**EXERCISE PROMPT**
Add 8 to every coordinate value in the part of the material below that opens with the line containing "person on paddleboard." and closes with the line containing "[75,168,300,230]". Write out all the lines of that part again, requests included, with only the coordinates changed.
---+---
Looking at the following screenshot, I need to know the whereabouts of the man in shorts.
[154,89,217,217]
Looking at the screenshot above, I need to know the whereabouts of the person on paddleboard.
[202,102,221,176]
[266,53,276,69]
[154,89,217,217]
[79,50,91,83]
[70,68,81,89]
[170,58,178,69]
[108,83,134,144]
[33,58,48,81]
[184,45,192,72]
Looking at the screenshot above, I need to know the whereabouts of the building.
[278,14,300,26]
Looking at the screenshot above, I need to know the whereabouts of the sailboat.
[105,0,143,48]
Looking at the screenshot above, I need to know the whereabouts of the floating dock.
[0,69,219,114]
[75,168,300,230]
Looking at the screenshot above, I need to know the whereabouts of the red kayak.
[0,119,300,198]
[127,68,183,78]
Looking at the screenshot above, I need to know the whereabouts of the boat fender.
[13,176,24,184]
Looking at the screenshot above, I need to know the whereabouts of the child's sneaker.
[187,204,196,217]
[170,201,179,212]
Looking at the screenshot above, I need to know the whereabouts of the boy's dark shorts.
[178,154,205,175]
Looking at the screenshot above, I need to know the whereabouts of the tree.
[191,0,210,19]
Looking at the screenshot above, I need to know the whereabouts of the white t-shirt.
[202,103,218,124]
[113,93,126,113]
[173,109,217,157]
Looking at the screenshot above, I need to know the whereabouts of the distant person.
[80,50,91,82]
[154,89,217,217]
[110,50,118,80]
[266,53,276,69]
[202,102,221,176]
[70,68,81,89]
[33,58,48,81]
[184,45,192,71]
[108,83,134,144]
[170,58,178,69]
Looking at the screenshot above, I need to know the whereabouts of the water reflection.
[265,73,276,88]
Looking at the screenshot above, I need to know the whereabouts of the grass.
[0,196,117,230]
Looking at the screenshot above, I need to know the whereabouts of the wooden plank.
---+---
**TASK RESULT**
Looking at the screenshot above, I need to know the whereabouts of the person on paddleboard.
[210,110,229,184]
[274,61,284,77]
[162,97,225,225]
[87,58,99,91]
[78,76,89,97]
[178,66,186,77]
[116,91,142,152]
[41,66,56,89]
[192,53,200,80]
Looking at the screenshot above, I need to know the whereabouts of the building.
[286,22,308,34]
Looking at the screenshot above, I need to know the whereabouts of the sailboat.
[113,8,151,56]
Looking at the screenshot above, I need to know the whereabouts of the floating dock.
[8,77,227,122]
[83,176,308,238]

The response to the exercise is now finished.